Opgaven:
- A) Geef voor elk van de volgende beweringen aan of ze overeenstemt met de uitspraak over de dwangsom. Antwoord telkens met ja of nee en citeer de woorden uit de uitspraak die de doorslag geven. (i) De rechtbank verklaart het beroep gegrond. (ii) Volgens de rechtbank heeft eiser een dwangsom verbeurd. (iii) De rechtbank gaat nog uitgebreid in op de overige gronden van eiser.
- B) Zet de uitspraak over de dwangsom voort vanaf de laatste zin die erin staat.

Documenttekst:
^^^^

Deze beroepsgrond slaagt.
6.3.2.
Omdat de burgemeester niet aannemelijk heeft gemaakt dat eiser artikel 2:74 van de APV heeft overtreden, heeft eiser geen dwangsom verbeurd. De burgemeester is dan ook ten onrechte tot invordering hiervan overgegaan. De rechtbank zal daarom het beroep gegrond verklaren en het bestreden besluit vernietigen wegens strijd met de artikelen 3:2 en 7:12 van de Awb. De rechtbank zal tevens met toepassing van artikel 8:72, derde lid, aanhef en onder b, van de Awb zelf in de zaak voorzien, in die zin dat het primaire besluit wordt herroepen en dat deze uitspraak in de plaats treedt van het vernietigde bestreden besluit.

Conclusie en gevolgen

7. Het beroep is gegrond. Dat betekent dat het invorderingsbesluit vervalt. De overige door eiser naar voren gebrachte gronden behoeven daarom geen bespreking meer.

^^^^

Ruwe gegevens:
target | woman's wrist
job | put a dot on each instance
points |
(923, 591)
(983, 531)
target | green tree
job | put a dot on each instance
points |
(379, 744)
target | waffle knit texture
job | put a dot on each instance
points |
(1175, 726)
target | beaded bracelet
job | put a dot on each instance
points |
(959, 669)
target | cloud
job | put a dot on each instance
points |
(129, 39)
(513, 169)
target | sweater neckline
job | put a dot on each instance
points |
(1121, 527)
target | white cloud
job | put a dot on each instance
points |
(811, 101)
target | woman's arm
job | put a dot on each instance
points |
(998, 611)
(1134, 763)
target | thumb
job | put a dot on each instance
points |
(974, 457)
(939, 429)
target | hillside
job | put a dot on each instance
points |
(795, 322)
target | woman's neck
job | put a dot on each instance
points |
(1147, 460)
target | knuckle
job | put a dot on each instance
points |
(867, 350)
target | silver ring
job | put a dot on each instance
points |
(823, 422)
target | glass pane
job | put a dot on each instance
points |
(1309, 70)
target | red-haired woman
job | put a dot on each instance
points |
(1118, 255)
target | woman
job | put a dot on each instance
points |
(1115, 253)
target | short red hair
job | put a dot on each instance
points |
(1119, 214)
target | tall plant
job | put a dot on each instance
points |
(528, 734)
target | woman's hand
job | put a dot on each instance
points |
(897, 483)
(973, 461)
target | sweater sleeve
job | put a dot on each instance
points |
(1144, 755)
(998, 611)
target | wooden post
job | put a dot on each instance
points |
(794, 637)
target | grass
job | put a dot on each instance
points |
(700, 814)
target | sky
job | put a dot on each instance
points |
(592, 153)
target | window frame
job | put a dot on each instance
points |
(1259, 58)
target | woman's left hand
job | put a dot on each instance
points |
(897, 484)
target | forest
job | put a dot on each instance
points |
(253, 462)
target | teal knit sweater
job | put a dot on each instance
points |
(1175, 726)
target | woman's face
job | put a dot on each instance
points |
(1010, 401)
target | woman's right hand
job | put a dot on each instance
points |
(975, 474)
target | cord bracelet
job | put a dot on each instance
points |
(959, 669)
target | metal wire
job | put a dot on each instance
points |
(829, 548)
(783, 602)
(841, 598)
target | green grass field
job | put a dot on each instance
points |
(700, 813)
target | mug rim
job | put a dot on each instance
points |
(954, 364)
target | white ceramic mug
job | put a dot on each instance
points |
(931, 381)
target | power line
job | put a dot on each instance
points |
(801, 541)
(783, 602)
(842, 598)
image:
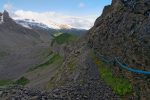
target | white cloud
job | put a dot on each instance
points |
(81, 5)
(8, 7)
(55, 19)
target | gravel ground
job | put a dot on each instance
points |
(92, 90)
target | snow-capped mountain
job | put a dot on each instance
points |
(30, 23)
(40, 27)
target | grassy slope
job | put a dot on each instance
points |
(119, 84)
(64, 38)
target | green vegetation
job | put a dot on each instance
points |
(53, 59)
(3, 54)
(72, 64)
(5, 82)
(119, 84)
(22, 81)
(64, 38)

^^^^

Antwoorden per opgave:
- A)
(i) Ja: "Het beroep is gegrond."
(ii) Nee: "heeft eiser geen dwangsom verbeurd."
(iii) Nee: "De overige door eiser naar voren gebrachte gronden behoeven daarom geen bespreking meer."

- B)
8. Omdat de rechtbank het beroep gegrond verklaart moet de burgemeester aan eiser het door hem betaalde griffierecht vergoeden.
9. Omdat het beroep gegrond is en het primaire besluit wordt herroepen, krijgt eiser een vergoeding voor de proceskosten die hij in bezwaar en beroep heeft gemaakt. De burgemeester moet die vergoeding betalen. De vergoeding wordt met toepassing van het Besluit proceskosten bestuursrecht als volgt berekend. De bijstand door een derde beroepsmatig verleende rechtsbijstand levert vier punten op (1 punt voor het indienen van een bezwaarschrift en 1 punt voor de aanwezigheid bij de hoorzitting in bezwaar met een waarde per punt van € 541,-, en 1 punt voor het indienen van het beroepschrift en 1 punt voor het verschijnen op de zitting met een waarde per punt van € 759,-), bij een wegingsfactor 1. Toegekend wordt € 2.600,-.

Beslissing

De rechtbank:
- verklaart het beroep gegrond;
- vernietigt het bestreden besluit;
- verklaart het bezwaar tegen het primaire besluit gegrond en herroept het primaire besluit;
- bepaalt dat deze uitspraak in de plaats treedt van het vernietigde besluit;
- draagt verweerder op het betaalde griffierecht van € 184,- aan eiser te vergoeden;
- veroordeelt verweerder in de proceskosten van eiser tot een bedrag van € 2.600,-.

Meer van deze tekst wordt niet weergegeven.